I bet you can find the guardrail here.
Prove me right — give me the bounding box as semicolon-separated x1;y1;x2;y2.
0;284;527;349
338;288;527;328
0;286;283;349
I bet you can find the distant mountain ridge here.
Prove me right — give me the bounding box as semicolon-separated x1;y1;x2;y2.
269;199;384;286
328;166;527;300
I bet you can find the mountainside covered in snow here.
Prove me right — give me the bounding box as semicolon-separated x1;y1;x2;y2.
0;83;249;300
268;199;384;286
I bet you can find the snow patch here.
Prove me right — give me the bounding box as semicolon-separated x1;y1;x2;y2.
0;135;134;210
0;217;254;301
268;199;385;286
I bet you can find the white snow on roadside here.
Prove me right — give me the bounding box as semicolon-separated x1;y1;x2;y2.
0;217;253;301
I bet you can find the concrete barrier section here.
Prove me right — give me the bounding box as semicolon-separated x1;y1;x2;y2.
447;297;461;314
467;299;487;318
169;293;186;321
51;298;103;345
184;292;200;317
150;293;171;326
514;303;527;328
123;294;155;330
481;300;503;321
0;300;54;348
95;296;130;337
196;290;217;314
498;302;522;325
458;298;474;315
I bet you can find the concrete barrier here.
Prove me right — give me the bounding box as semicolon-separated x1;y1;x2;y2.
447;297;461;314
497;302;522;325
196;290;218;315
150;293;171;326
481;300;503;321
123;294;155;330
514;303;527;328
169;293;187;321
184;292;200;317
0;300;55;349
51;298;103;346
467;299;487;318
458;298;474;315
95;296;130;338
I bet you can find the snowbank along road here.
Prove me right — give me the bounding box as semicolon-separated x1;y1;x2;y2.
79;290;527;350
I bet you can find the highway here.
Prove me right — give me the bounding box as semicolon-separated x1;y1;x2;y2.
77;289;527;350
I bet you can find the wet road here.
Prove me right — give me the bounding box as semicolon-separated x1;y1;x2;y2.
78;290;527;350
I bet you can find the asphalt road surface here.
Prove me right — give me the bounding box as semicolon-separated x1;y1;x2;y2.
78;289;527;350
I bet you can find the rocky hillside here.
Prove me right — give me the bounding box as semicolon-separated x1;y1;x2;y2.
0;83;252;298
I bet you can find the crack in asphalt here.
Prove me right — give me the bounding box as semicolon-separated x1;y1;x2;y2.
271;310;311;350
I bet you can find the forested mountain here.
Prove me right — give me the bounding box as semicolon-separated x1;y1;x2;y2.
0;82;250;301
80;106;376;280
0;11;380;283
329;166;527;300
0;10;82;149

▸ **Goal**
Return all of the records above verbatim, with no changes to any line.

▸ **Output for this exercise**
I bet you can find the guardrail here.
Prove me right — give me the bounding box as semicolon-separated x1;y1;x2;y2.
0;284;527;349
338;288;527;328
0;286;283;349
I bet you can find the distant mountain ridge here.
Prove me right — give me the bounding box as semicolon-separated x1;y1;x2;y2.
269;199;384;286
328;166;527;300
I bet you can find the mountainside covered in snow here.
Prove me right — give me the bounding box as semicolon-separated x1;y1;x2;y2.
0;83;249;300
268;199;384;286
I bet you can find the snow patch here.
Prove me right — give me the bounding box as semicolon-separated x1;y1;x2;y2.
0;135;134;210
0;217;254;301
268;199;385;286
I bet you can find the white snow on roadside here.
Prove me right — give me the bounding box as semicolon-separated x1;y1;x2;y2.
0;217;253;301
I bet you can find the concrete barrier section here.
Prove me right — give me the bounding box as semicolon-separated x1;y1;x2;y2.
447;297;461;314
467;299;487;318
169;293;186;321
51;298;103;345
184;292;200;317
150;293;171;326
514;303;527;328
123;294;155;330
481;300;503;321
0;300;54;348
95;296;130;337
196;290;217;314
498;302;522;325
458;298;474;315
I bet you can find the concrete barrier here.
Prove me right — give me the bounding box as semicolon-separated x1;y1;x2;y2.
447;297;461;314
497;302;522;325
196;290;218;315
150;293;171;326
481;300;503;321
123;294;155;330
514;303;527;328
169;293;187;321
184;292;200;317
0;300;55;349
51;298;103;346
467;299;487;318
458;298;474;315
95;296;130;338
I bet you can find the snowbank along road here.
Prove me right — give me the bounding box as semicolon-separated x1;y1;x2;y2.
79;290;527;350
I bet you can find the highway here.
Prove me right — give me the bounding box as semicolon-separated x1;y1;x2;y2.
77;289;527;350
I bet you can find the wet road here.
Prove me right — give me the bounding box as semicolon-separated x1;y1;x2;y2.
78;290;527;350
I bet you can find the asphalt road surface here.
Prove me right — give me the bounding box as semicolon-separated x1;y1;x2;y2.
78;289;527;350
I bet you can find the rocky hillside here.
Prove me right — give me the bounding box as semicolon-separated x1;y1;x2;y2.
0;83;252;298
I bet you can find the crack in asphalt here.
Prove me right — give me the bounding box as semicolon-separated x1;y1;x2;y2.
271;310;311;350
I bet you can find the forested mountain here.
Prove me right — give me the bounding box as semicolon-separated x1;y1;x2;y2.
0;82;250;301
80;106;376;280
0;11;380;283
329;166;527;300
0;10;82;149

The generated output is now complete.